> Work instruction:
Leave the images out, and copy each of the records below exactly.

=== Begin Enclosure ===

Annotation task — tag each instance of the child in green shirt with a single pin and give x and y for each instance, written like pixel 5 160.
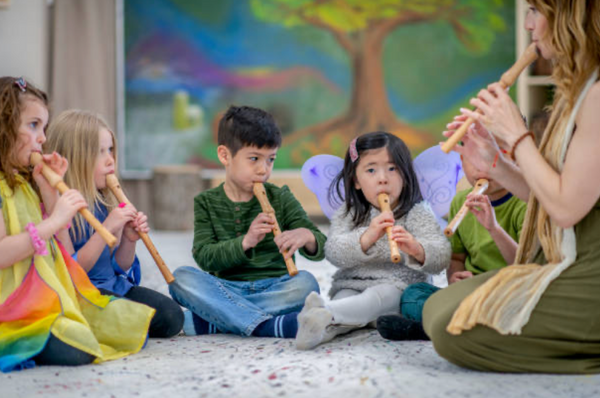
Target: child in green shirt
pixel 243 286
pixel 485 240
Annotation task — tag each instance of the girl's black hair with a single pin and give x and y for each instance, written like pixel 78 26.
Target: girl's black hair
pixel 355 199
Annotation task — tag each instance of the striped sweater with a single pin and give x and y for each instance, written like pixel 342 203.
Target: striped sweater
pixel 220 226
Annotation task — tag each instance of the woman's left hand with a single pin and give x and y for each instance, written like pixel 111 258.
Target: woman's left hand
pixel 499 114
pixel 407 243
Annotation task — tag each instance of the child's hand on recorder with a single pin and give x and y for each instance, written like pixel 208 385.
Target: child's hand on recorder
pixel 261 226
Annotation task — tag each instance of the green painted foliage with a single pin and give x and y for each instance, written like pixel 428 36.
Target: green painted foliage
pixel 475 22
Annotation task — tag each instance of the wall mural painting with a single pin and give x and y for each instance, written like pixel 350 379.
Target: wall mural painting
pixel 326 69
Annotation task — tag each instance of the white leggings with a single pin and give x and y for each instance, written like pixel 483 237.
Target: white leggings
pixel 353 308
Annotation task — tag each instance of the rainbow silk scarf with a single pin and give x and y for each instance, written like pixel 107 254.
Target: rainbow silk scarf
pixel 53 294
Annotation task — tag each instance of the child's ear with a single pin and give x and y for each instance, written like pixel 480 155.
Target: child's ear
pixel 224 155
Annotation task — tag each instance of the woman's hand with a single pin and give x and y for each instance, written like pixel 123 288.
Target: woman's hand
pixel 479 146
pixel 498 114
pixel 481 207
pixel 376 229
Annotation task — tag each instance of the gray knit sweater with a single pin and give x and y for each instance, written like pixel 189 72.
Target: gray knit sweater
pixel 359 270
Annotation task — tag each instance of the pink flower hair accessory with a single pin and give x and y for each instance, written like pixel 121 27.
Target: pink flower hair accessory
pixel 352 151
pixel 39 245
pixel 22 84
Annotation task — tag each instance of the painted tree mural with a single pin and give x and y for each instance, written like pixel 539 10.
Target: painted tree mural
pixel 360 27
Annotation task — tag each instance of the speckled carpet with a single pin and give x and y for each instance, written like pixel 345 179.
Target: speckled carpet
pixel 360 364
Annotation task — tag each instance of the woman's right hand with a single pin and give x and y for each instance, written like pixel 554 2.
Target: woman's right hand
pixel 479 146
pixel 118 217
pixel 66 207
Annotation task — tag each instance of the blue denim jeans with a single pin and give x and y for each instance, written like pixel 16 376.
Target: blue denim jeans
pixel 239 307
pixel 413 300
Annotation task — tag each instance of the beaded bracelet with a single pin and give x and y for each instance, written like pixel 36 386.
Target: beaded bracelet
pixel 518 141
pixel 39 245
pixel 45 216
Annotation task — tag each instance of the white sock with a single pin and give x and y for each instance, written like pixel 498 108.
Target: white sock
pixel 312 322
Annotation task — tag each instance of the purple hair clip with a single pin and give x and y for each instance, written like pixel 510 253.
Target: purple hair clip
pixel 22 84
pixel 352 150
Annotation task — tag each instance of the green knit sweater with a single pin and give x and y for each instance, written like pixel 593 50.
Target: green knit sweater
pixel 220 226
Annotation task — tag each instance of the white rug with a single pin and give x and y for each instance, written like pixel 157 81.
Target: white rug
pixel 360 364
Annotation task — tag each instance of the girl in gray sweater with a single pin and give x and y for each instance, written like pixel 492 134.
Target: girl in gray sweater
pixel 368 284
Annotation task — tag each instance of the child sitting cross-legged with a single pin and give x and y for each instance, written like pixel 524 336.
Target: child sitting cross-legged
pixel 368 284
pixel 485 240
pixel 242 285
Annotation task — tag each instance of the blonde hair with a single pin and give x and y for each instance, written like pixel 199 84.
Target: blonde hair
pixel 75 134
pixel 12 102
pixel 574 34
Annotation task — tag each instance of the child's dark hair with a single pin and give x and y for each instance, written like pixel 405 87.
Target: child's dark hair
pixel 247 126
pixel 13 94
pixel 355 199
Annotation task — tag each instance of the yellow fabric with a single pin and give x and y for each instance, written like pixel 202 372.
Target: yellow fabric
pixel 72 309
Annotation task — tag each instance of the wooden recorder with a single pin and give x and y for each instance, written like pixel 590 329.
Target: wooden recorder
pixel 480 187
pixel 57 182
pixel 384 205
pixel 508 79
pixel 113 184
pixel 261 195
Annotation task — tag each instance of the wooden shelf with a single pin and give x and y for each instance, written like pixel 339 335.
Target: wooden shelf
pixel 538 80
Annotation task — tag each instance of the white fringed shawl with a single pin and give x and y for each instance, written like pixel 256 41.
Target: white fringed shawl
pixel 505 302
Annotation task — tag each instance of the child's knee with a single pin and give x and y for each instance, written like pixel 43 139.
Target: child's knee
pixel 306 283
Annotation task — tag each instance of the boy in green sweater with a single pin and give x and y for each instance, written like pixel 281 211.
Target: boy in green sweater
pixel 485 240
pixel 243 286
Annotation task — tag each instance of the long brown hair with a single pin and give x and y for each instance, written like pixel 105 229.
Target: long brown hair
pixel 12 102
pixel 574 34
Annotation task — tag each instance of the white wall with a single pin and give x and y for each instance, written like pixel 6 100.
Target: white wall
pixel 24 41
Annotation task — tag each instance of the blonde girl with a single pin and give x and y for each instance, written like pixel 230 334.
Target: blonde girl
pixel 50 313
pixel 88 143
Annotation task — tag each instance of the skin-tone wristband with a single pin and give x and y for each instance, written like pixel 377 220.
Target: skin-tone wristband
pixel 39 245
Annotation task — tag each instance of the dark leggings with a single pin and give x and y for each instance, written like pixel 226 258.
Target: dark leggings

=== End Enclosure ===

> Reply to the exercise:
Annotation task — tag each instance of the child in green shirt with a single pin and give x and y for each instance, written like pixel 5 160.
Target: child in green shirt
pixel 243 286
pixel 485 240
Annotation task — tag each instance of the girl's black hair with a single pin and give x and y for each instance, written like pixel 78 26.
Target: girl's black hair
pixel 355 199
Annotation task — tag each instance of the striped sweater with a single pin and give x and y for each instance, written like pixel 342 203.
Target: striped sweater
pixel 220 226
Annotation task — tag each instance of the woman's left hand with a single pin and give x and y for each instance, written like pixel 111 258.
Target: woman's left hand
pixel 499 114
pixel 407 243
Annotation task — tag each instance of the child's hand on recorder with a single pin and give x and y for each instance, written like pixel 208 385.
Target: child's hand on recorder
pixel 261 226
Annotation task — tag each instance of the green painted foliage with a single pin and give x and y for each instance, written like pixel 428 36.
Target: green painted foliage
pixel 475 22
Annotation task — tag each instance of the wall mural painting with a single pin and give x and y for each instance, written like pixel 350 379.
Target: wall mural painting
pixel 326 69
Annotation task — tag each instance of the white leggings with a single pin and give x and y for each instance, written like pixel 483 237.
Target: white leggings
pixel 353 308
Annotation task — tag each instance of the rainbow silk scarf with a single pin and give x and y for each instance, written like pixel 107 254.
Target: rainbow silk scarf
pixel 53 294
Annotation task — tag each instance of the child's ear with a single pin and give x and y for each instance, written like pixel 480 155.
Target: child's ear
pixel 224 155
Annotation task — tag each instance of the woman's hand with a single pin and give x and y for each instance, written like pixel 123 288.
Target: woman's hand
pixel 479 146
pixel 498 114
pixel 481 207
pixel 376 229
Annotation task — tag each instance of the gray knit sweater with a single pin and give x and y for each instance, written like pixel 189 72.
Target: gray knit sweater
pixel 359 270
Annotation task — tag each instance of the pink flower hair accessory with a single pin and give x and y for each instance, written like pixel 121 27.
Target: pink flower hair accessory
pixel 352 151
pixel 39 245
pixel 22 84
Annotation task — tag each instance of the painted tree mural with a single pin and give x and y for each instance, written like pixel 539 10.
Target: painted tree mural
pixel 360 27
Annotation task — tag each instance of the speckled carpet with a single pin and give x and y for each instance, written like pixel 345 179.
Target: speckled carpet
pixel 360 364
Annotation task — tag each instance of the woman's right hand with a single pin and give x and y for each instance, written like pixel 554 2.
Target: woman's right hand
pixel 479 146
pixel 118 217
pixel 66 207
Annotation task — tag each instance of the blue denim jeans with a single pin and give x and y for each instance, written like pixel 16 376.
Target: blue denim jeans
pixel 239 307
pixel 413 300
Annotation task — tag each instance of the beaded bracelet with a single pin and give x and y for each instance, written like pixel 36 386.
Target: beaded bracelet
pixel 518 141
pixel 39 245
pixel 45 216
Annotation task — tag each instance of the white sock with a single pin and give x and y for each instance, written like pixel 498 108.
Target: white sock
pixel 312 322
Annotation task — tag each instance of the purple hair clip with a single pin and give x and y for each instance, written like pixel 510 253.
Target: purple hair clip
pixel 22 84
pixel 352 150
Annotation task — tag each instance of the green knit sweater with a single pin and give x and y for each instance, written like pixel 593 50.
Target: green knit sweater
pixel 220 226
Annotation task — tag each instance of the white rug with a single pin and give x and y for each instance, written like pixel 157 81.
Target: white rug
pixel 360 364
Annotation task — tag each instance of the girl in gray sweater with a single pin and give x and y for each instance, written like pixel 492 134.
Target: girl in gray sweater
pixel 368 284
Annotation task — tag each instance of the child sitting cross-legged with a single pin and give x and y for each instance, written like pixel 524 336.
Target: child sitting cross-legged
pixel 368 284
pixel 485 240
pixel 242 285
Annotation task — tag each instance of the blonde hair with a single pin and give x and y for each instance, written like pixel 199 84.
Target: blonde hair
pixel 75 134
pixel 12 102
pixel 574 34
Annotation task — tag each instance of the child's dark hair with a single pin and give x and y for each instance, written like pixel 405 87.
Target: child's dark hair
pixel 247 126
pixel 13 94
pixel 355 199
Annotation task — tag each instance of the yellow fabric with a single pin and give x and y for each instance, written like pixel 202 372.
Target: yellow fabric
pixel 72 309
Annotation task — tag each instance of the wooden recorder with a single pin and give x and y for each instance, written like pixel 590 329.
Target: wooden recorder
pixel 480 187
pixel 57 182
pixel 384 205
pixel 508 79
pixel 113 184
pixel 261 195
Annotation task — tag each instance of the wooden shelf with a single pin and give x and y for each instance, written like pixel 339 335.
Target: wooden shelf
pixel 538 80
Annotation task — tag each instance of the white fringed shawl with a single pin and give x and y for each instance, written like pixel 256 41.
Target: white fringed shawl
pixel 505 302
Annotation task — tag each instance of the child's knee with a single pin and give x and y for each instance, written like pixel 43 139.
Target: child's knee
pixel 306 283
Annotation task — tag each instance of the boy in green sweater with a single pin and give x and y for each instance, written like pixel 281 211.
Target: boy in green sweater
pixel 485 240
pixel 243 286
Annotation task — tag each instance of the long brown hair with a single pin and give x and y for each instance, written like pixel 105 229.
Target: long brown hair
pixel 12 102
pixel 574 34
Annotation task — tag each instance of the white wall with a single pin and give x and y for each instance, written like pixel 6 100.
Target: white wall
pixel 24 41
Annotation task — tag each instance of the blonde girl with a single pin and give x and y for each instance, written like pixel 230 334.
Target: blonde girl
pixel 50 313
pixel 88 143
Annotation task — tag each instance of the skin-tone wristband with a single pin and give x and y for each instance, written like pixel 377 220.
Target: skin-tone wristband
pixel 39 245
Annotation task — tag each instance of the dark leggings with a single pin and give x and y for each instance, written like pixel 226 258.
Target: dark leggings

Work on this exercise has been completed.